TESTO PROPOSTO:
>>>>>
Ne abbiamo viste tante. Dalla Nakba del 1948, che ha avuto un impatto immenso sui cristiani palestinesi – con quasi 50.000 cristiani su 135.000 sfollati – alle realtà attuali del moltiplicarsi delle colonie e delle leggi atte ad impedire l’unificazione delle famiglie palestinesi, Israele ha adottato una politica sistematica contro i suoi cittadini non-ebrei.

Prendiamo come esempio i casi emblematici dei villaggi di Iqrith e Kufr Bir’im.

Miracolo di giustizia

Durante la Nakba [la Catastrofe, cioè la pulizia etnica a danno dei palestinesi nel 1947-48, ndtr.] l’esercito israeliano chiese agli abitanti del villaggio di Iqrith e Kufr Bir’im di lasciare le loro case solo per due settimane. Settantadue anni dopo, tuttavia, essi non possono ancora farvi ritorno. Hanno chiesto giustizia attraverso il sistema giudiziario israeliano solo per ritrovarsi con il governo israeliano che ha bloccato l’attuazione di una risoluzione che avrebbe consentito il loro ritorno.
<<<<<
[Annotazioni di segmentazione]
>>>>>
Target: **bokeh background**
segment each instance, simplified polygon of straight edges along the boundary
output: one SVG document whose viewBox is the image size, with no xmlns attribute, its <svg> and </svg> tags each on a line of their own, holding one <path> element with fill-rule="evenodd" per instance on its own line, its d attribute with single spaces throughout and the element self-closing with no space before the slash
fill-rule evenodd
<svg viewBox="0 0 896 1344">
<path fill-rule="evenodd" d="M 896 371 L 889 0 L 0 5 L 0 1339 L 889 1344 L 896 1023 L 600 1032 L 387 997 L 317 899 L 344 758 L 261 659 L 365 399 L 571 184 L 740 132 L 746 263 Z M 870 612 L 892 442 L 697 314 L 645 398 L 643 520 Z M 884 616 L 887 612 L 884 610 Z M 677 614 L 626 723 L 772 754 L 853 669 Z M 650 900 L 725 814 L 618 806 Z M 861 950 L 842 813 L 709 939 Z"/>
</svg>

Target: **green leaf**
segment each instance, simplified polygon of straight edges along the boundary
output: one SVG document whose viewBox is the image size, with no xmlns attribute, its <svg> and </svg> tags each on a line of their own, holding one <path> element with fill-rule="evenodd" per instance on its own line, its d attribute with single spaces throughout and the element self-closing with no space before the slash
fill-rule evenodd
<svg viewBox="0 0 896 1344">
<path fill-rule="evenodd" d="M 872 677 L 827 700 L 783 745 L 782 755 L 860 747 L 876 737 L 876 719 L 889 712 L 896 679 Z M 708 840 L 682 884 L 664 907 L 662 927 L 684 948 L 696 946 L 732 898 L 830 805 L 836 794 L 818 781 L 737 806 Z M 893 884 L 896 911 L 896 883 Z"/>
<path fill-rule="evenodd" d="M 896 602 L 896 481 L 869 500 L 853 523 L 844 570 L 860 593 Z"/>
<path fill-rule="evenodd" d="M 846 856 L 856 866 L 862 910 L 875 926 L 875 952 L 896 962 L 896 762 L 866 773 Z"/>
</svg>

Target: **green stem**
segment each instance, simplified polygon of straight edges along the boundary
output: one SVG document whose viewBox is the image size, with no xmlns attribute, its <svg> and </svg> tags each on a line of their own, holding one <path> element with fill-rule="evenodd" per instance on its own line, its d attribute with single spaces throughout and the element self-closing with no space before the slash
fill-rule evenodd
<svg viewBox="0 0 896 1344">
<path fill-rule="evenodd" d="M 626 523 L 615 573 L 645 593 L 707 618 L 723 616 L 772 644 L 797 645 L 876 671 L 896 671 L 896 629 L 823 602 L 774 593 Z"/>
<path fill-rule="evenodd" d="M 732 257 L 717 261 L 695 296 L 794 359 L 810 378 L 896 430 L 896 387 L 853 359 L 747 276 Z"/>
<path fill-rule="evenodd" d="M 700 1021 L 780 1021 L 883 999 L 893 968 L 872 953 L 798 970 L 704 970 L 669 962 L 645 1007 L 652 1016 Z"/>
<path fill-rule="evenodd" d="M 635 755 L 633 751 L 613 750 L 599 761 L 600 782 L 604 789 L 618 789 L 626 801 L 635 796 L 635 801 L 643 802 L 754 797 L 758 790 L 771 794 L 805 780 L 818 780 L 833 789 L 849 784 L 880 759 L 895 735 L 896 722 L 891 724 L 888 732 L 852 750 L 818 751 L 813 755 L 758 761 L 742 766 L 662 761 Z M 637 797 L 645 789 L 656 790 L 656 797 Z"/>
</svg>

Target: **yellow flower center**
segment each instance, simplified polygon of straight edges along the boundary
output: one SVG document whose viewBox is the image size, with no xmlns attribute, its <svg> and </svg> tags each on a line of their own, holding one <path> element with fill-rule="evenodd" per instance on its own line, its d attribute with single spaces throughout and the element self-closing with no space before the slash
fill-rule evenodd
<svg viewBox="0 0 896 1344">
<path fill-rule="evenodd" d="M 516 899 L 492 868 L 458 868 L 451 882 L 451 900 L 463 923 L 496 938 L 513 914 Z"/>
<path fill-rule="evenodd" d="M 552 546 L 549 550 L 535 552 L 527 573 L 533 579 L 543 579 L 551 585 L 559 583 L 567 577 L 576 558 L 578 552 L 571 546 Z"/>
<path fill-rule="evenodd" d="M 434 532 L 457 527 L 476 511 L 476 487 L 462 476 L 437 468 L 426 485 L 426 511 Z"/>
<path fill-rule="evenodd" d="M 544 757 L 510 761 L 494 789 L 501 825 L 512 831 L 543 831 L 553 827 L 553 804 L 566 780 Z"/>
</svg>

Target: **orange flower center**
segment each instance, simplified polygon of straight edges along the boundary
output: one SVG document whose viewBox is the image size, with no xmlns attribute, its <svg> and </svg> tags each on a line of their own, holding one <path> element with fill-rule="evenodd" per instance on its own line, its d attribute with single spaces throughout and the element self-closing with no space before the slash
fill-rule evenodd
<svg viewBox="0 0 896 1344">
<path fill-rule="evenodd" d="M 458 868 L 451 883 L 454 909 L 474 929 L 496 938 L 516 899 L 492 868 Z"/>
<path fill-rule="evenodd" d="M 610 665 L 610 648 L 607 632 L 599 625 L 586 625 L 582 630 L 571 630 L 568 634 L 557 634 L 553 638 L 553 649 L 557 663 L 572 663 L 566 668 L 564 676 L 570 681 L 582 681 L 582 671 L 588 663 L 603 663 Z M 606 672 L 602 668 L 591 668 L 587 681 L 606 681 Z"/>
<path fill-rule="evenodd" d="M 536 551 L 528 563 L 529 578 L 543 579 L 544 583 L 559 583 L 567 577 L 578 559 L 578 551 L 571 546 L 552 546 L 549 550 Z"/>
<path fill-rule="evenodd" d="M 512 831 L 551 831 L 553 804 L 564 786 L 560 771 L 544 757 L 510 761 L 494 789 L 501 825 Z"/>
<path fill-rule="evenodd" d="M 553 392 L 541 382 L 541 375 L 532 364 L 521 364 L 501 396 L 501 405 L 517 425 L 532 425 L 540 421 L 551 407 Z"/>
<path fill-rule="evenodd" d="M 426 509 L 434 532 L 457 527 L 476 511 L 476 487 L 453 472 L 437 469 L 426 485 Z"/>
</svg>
<<<<<
SERIE DI ESERCIZI:
[1] Elenchi tutte le cifre scritte in numeri che compaiono nel testo sui cristiani palestinesi.
[2] Restituisca il passo del testo sui cristiani palestinesi che va da "Ne abbiamo viste" fino a "suoi cittadini non-ebrei." compreso.
[3] Scriva il seguito del testo sui cristiani palestinesi, riprendendo subito dopo l'ultima frase riportata.

RISULTATI DELL'ESERCIZIO:
[1]
- 1948
- 50.000
- 135.000
- 1947-48

[2]
Ne abbiamo viste tante. Dalla Nakba del 1948, che ha avuto un impatto immenso sui cristiani palestinesi – con quasi 50.000 cristiani su 135.000 sfollati – alle realtà attuali del moltiplicarsi delle colonie e delle leggi atte ad impedire l’unificazione delle famiglie palestinesi, Israele ha adottato una politica sistematica contro i suoi cittadini non-ebrei.

[3]
Il caso è stato sollevato da eminenti vescovi cattolici ed è arrivato persino alla Santa Sede, ma nessun governo israeliano è stato disposto a ripristinare i diritti di quei cittadini palestinesi di Israele che, questo Natale, sono tornati negli unici edifici rimasti in piedi nei rispettivi villaggi, la Chiesa cattolica di Iqrith e la Chiesa maronita di Kufr Bir’im, per celebrarvi il Natale in attesa di un miracolo di giustizia su questa terra.

Questi non sono casi isolati. Quasi il 25% dei cittadini palestinesi di Israele sono sfollati interni. I loro diritti non sono stati onorati semplicemente perché l’uguaglianza tra tutti i cittadini israeliani è qualcosa che non esiste. Decine di leggi consolidano un sistema di discriminazione istituzionalizzato che è stato incoraggiato negli ultimi anni dall’amministrazione Trump.

Sarebbe stato difficile immaginare una legge come la legge sullo “Stato – Nazione ebraico” senza persone come David Friedman [ambasciatore USA in Israele, ndtr.], Jared Kushner [genero e consigliere di Trump per il Medio Oriente, ndtr.] e Jason Greenblatt [consigliere di Trump per Israele, ndtr.].

Realtà dolorose

Oggi possiamo valutare le conseguenze di tali politiche. L’attacco terroristico incendiario che ha preso di mira la chiesa di Getsemani all’inizio di questo mese è stato sventato grazie all’azione efficace dei giovani palestinesi cristiani e musulmani della Gerusalemme est occupata. Questo attacco non deve essere considerato un evento isolato.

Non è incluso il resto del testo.